> [Page]:
--------------------------------------------------

AI Reimagined: Analytics Intelligence – A Prerequisite for Artificial Intelligence

When people hear AI, they often think of artificial intelligence—a powerful technology transforming industries. But at Kubit, we view AI differently. For us, it stands for Analytics Intelligence, an approach that prioritizes data transparency over the complexities artificial intelligence can create when applied to misunderstood data.

Artificial Intelligence and Misunderstood Data: Adding to the Confusion

While artificial intelligence has immense potential, applying it to poorly understood or siloed data often worsens confusion. It’s similar to automating a flawed process—you’re simply accelerating the problem. When AI is layered on top of this kind of data, the results are typically conflicting insights, incomplete answers, and poor decision-making.

A 2023 report by Forrester found that 60% of decision-makers struggle to trust the data output from AI-driven systems. This is largely due to black-box AI systems, which offer no visibility into how data is processed. Business leaders are often left in the dark about how insights are generated, which breaks down trust and leads to inefficiencies. Moreover, relying on AI to run complex queries without understanding the data sources can be extremely expensive. 

The solution? Embrace Analytics Intelligence and lean into data transparency.

Kubit’s Approach to Transparency: Analytics Intelligence in Action

At Kubit, we believe in empowering businesses with full visibility into their data, enabling them to understand and trust the information driving their decisions. Here’s how we make that happen:

1. Open Data Sources and Streamlined Systems

Traditional product analytics solutions, like Amplitude, operate within a black box, leaving users in the dark about how insights are generated. Kubit takes the opposite approach: we open up data sources so users can see exactly where their data comes from and how it’s processed. This transparency eliminates confusion and reduces errors caused by disconnected or misaligned systems.

--------------------------------------------------

> [Do this]: Please write out the part of the piece on Analytics Intelligence that opens with the words containing "AI Reimagined: Analytics" and closes with "to misunderstood data.", swapping "Kubit" for "our company".

--------------------------------------------------

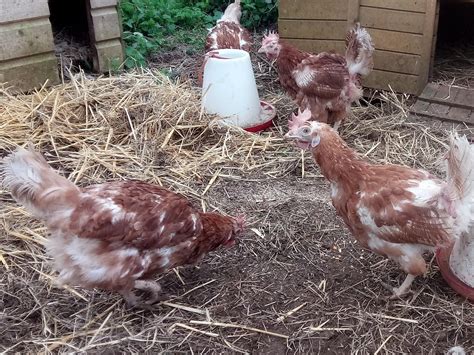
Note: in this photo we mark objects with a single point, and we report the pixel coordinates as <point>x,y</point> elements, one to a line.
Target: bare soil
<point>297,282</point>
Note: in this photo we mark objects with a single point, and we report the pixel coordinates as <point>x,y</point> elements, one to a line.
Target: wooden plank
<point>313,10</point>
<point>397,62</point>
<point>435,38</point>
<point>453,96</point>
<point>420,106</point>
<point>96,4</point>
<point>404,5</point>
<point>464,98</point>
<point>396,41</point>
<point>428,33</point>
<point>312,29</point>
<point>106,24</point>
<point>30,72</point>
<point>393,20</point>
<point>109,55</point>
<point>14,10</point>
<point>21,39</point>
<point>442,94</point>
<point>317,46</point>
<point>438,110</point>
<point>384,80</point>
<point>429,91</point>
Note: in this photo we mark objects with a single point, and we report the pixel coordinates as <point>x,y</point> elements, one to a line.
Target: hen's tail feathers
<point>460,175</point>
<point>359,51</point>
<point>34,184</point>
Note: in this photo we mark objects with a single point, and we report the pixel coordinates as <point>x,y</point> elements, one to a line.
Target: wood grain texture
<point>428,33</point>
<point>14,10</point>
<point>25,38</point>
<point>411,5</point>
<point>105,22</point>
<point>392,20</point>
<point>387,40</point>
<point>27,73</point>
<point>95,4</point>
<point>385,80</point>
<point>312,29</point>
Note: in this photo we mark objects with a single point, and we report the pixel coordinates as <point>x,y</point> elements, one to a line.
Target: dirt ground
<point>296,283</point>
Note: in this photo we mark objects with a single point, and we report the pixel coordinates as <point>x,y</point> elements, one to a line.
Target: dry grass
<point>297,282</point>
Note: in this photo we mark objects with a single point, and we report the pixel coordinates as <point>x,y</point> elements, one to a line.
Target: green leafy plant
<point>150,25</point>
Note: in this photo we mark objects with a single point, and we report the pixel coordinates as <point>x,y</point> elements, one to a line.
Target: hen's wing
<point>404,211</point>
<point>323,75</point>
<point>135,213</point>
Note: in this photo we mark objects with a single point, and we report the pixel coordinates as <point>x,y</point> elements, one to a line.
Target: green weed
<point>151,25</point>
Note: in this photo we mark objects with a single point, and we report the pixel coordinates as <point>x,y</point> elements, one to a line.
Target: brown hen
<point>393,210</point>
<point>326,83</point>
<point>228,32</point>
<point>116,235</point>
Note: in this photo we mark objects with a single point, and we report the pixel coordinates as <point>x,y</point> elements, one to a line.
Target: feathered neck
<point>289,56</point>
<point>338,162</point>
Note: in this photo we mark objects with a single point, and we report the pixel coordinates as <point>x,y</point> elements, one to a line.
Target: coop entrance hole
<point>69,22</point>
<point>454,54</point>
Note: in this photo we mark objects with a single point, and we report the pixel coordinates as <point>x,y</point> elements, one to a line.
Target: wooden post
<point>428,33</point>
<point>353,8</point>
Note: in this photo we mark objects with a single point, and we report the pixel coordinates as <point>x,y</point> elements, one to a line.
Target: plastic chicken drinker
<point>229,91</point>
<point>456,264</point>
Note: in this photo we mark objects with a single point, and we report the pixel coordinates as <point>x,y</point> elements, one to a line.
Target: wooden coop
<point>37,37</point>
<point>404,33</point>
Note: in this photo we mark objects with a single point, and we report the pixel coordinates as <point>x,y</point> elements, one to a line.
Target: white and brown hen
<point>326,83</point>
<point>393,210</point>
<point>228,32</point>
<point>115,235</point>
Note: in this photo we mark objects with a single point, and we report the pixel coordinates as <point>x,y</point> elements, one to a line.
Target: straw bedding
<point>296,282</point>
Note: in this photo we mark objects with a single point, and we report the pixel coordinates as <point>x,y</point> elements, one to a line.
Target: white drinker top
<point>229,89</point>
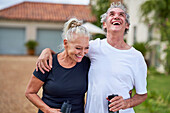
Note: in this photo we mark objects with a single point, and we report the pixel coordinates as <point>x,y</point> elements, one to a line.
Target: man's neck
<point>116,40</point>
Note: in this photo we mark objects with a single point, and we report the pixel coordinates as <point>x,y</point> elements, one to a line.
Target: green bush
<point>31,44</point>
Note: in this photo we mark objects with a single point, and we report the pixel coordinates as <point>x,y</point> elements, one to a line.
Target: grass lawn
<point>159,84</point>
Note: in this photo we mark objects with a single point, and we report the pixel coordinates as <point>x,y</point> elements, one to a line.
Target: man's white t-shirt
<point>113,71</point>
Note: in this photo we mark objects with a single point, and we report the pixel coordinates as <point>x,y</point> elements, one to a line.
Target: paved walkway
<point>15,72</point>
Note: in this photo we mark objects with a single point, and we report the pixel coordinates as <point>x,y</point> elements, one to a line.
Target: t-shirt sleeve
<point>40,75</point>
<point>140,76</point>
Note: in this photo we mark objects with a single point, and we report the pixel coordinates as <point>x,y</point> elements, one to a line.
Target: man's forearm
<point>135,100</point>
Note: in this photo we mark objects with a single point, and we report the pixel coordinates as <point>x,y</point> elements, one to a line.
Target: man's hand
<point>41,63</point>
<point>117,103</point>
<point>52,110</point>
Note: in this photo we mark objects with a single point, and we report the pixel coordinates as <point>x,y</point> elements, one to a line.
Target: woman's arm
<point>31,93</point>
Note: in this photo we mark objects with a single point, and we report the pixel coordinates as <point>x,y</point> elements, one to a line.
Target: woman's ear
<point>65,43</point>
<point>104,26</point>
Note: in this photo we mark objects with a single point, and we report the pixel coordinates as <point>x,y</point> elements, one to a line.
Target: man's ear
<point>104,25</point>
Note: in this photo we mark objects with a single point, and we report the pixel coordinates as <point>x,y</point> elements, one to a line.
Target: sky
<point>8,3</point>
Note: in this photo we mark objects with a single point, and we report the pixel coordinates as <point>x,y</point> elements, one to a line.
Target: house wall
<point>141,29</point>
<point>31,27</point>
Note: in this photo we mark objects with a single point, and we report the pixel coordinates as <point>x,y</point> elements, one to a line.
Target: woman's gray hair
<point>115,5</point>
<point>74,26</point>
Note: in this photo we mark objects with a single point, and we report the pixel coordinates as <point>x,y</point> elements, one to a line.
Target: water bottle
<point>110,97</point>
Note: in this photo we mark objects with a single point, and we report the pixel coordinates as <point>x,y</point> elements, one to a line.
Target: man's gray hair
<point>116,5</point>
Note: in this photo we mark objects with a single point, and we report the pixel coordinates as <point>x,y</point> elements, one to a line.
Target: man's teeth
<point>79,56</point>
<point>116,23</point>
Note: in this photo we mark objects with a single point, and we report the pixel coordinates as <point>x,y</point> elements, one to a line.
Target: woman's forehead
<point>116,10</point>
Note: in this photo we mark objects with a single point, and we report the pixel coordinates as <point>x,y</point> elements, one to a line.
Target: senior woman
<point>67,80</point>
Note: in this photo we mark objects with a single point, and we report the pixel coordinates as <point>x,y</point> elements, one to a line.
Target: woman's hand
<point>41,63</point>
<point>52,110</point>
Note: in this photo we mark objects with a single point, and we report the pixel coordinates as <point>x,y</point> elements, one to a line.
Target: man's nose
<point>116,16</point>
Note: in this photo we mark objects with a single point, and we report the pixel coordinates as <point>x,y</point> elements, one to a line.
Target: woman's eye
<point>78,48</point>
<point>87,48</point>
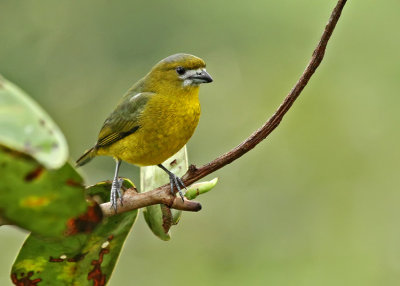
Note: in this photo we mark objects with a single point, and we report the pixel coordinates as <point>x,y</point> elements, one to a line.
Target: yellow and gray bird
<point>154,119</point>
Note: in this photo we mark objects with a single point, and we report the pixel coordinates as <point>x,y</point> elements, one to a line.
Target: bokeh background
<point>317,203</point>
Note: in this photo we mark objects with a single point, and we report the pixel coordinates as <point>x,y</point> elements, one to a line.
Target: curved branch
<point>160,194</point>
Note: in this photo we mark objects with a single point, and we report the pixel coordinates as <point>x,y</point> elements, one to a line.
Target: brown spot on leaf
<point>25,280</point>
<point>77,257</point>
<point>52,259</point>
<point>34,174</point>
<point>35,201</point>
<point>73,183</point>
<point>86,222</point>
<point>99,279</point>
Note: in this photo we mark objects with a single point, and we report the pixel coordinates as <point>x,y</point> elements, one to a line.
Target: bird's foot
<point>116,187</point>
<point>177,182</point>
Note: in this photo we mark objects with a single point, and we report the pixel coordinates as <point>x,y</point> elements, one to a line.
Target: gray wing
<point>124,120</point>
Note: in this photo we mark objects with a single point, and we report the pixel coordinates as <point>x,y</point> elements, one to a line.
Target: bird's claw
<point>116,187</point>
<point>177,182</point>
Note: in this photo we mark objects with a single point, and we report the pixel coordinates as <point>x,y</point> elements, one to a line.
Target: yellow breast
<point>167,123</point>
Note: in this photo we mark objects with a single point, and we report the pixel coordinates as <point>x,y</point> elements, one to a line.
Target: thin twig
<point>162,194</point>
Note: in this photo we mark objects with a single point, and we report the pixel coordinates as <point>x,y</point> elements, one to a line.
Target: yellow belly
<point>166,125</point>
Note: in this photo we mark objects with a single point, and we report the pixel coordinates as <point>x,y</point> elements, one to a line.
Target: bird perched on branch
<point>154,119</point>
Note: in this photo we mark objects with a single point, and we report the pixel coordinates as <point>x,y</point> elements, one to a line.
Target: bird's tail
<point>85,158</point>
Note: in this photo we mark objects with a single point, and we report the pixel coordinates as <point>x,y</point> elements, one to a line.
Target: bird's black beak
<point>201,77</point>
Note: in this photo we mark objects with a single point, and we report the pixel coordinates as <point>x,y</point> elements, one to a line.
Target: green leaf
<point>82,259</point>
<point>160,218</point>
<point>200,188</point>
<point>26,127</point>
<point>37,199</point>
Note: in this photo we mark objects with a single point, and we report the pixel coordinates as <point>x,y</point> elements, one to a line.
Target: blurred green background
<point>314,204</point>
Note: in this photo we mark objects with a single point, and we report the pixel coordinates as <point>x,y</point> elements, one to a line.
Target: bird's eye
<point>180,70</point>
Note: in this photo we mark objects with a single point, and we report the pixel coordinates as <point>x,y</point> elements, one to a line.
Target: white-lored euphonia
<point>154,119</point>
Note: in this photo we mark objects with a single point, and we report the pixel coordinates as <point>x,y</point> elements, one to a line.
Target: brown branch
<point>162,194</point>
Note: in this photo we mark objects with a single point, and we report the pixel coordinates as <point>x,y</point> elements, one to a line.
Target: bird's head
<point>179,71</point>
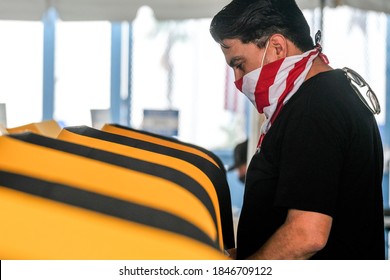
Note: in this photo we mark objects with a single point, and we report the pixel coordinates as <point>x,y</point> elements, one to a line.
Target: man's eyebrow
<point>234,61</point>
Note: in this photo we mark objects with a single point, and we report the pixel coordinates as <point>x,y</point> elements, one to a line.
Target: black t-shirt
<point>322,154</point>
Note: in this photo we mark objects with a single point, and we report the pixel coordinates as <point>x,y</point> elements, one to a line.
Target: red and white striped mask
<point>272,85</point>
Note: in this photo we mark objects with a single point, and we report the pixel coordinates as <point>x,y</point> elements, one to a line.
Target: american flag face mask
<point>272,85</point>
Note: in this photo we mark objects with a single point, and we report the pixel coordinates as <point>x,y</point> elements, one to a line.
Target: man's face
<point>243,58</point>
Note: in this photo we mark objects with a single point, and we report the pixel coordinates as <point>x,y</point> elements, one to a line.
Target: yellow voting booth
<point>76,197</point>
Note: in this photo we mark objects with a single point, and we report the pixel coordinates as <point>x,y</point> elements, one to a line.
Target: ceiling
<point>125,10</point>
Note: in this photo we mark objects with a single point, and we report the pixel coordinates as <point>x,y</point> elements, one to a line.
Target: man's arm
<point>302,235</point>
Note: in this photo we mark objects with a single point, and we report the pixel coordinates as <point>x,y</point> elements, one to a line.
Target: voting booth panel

--------------------------------------------------

> [Worked answer]:
AI Reimagined: Analytics Intelligence – A Prerequisite for Artificial Intelligence

When people hear AI, they often think of artificial intelligence—a powerful technology transforming industries. But at our company, we view AI differently. For us, it stands for Analytics Intelligence, an approach that prioritizes data transparency over the complexities artificial intelligence can create when applied to misunderstood data.